## WHAT TO WORK ON
• 1. In the text on sleep tips for the start of Daylight Saving Time, what software does Huffington suggest for decreasing blue-light exposure?
• 2. Write the next part of the text on sleep tips for the start of Daylight Saving Time, picking up after its last sentence.

## SELECTED TEXT
___

PSA: Daylight Saving Time begins on Sunday, March 13 at 2 a.m.! This means that while we’ll be gaining a much-needed hour of daylight (yay!), we’ll also be losing a crucial hour of sleep (not so yay). To help ease you into the time change with nary an under-eye bag, we’ve collected a few tips from The Sleep Revolution: Transforming Your Life, One Night at a Time ($15; available for pre-order at barnesandnoble.com), written by the brilliant Arianna Huffington.
The book, which explores the importance of and science behind catching those z’s, doesn’t come out until April 5, but you can check out a few of Huffington’s key pieces of advice below.
Invest in the right bulbs
“The National Sleep Foundation advises using low-wattage incandescent bulbs in your bedroom,” writes Huffington. “Sensing a shift in the market, some lightbulb companies … are now creating bulbs designed to be in sync with our circadian rhythms instead of disrupting them. One type of bulb is to be used in the daytime, the other at night.” Purchase a bulb like this one, or check out the LSPro Genesis Lamp from the Lighting Science Group Corporation, which will be available soon for $299.
Nix the Blue Light
“We should think of light, especially blue light, as an anti-sleeping drug or stimulant—something few of us would willingly give ourselves each night before bed,” says Huffington of the harsh light that’s emitted from our tech devices. She suggests using software like f.lux, which decreases blue-light exposure, as well as removing our smartphones from our bedrooms at least 30 minutes before sleeping.

___

## INPUT DATA
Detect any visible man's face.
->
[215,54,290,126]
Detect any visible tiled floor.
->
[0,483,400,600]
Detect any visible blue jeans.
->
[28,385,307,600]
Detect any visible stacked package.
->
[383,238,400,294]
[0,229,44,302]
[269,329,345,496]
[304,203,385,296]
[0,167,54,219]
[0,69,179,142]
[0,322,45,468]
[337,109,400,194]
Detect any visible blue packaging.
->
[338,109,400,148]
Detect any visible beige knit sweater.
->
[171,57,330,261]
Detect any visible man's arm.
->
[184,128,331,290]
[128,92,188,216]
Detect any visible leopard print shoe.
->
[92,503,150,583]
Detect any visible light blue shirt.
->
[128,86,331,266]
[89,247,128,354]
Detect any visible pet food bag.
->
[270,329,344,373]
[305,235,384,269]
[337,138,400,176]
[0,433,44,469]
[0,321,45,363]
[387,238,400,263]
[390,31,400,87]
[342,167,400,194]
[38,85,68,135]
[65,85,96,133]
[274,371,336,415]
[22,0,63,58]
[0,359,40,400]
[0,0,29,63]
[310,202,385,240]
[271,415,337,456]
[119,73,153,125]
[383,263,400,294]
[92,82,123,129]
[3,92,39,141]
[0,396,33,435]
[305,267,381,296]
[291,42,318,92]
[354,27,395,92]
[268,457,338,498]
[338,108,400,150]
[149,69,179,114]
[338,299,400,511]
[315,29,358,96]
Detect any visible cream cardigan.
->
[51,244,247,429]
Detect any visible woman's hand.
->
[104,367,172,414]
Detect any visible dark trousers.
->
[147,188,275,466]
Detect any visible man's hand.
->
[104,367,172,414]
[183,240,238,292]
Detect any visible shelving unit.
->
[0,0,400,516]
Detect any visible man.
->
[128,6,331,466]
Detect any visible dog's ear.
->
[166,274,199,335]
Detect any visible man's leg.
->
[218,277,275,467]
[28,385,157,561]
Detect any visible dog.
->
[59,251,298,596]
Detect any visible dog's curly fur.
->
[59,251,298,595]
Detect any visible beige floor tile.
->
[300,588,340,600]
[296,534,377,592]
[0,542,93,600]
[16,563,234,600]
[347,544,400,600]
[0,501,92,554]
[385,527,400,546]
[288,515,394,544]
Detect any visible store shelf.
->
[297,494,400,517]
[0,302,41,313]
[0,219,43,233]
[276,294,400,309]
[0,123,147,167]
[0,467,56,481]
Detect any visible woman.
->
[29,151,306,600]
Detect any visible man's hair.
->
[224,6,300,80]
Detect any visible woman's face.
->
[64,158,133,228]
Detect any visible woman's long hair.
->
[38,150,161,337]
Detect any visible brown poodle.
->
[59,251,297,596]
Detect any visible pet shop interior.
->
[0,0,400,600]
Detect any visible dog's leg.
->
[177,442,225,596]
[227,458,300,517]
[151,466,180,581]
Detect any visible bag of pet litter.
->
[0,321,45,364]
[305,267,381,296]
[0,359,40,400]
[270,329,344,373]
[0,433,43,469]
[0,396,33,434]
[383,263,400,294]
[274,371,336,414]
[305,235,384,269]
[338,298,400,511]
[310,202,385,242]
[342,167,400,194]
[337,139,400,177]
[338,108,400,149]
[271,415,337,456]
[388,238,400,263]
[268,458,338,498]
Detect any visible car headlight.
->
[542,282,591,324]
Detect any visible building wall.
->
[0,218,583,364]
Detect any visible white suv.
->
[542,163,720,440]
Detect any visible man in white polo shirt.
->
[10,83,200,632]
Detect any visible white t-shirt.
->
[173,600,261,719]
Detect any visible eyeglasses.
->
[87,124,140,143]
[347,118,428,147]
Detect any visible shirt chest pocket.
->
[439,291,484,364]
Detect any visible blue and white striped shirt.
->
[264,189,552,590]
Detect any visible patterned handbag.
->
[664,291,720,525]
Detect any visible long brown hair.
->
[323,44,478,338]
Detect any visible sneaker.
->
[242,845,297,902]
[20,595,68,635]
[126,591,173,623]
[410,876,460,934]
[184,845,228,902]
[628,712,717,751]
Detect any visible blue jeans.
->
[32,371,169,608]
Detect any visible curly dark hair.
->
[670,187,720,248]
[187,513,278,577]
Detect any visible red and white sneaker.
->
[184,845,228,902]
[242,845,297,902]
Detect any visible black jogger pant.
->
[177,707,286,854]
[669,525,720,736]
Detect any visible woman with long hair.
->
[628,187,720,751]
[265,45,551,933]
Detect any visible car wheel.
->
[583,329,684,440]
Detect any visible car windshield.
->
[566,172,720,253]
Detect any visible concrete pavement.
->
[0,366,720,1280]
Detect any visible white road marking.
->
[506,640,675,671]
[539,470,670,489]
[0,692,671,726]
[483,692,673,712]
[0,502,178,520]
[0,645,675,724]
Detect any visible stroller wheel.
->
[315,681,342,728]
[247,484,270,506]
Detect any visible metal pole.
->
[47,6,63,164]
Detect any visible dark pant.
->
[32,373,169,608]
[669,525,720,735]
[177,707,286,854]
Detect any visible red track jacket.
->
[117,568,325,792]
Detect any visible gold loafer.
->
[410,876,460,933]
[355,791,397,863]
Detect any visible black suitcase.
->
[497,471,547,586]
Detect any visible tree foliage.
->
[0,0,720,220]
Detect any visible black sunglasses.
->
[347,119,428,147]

___

## ANSWER SECTION
• 1. f.lux

• 2.
“According to a study by researchers from the Clinique du Sommeil in Lille, France, the ideal sleeping temperature is 60 to 66 degrees Fahrenheit,” reports Huffington. “Our bodies have a temperature cycle much like our circadian sleep cycle: our body temperature drops throughout the night, bottom out a few hours before waking and going up as we approach morning.” Try setting your thermostat to 65° F for a restful night’s sleep.
There’s No Wrong Time to Exercise
“Is exercising close to bedtime a bad idea? As it turns out, exercise is so beneficial to sleep and overall health that we should attempt to fit it in whenever our lives allow,” explains Huffington. She quotes Dr. Barbara Phillips of the University of Kentucky, who says, “The timing of exercise ought to be driven by when the pool’s lap lane is open, or when your tennis partner is available or when you have time to get away from work.”
Keep Caffeine in Check with the Six-Hour Rule
“Most people know not to have coffee after dinner, but in fact caffeine’s power has a longer effect on our bodies than we think,” Huffington writes. “A 2013 study from Wayne State University and Henry Ford Hospital in Detroit, Michigan, concluded that when taken even six hours before bed, caffeine could decrease sleep by as much as one hour.” Step away from the java.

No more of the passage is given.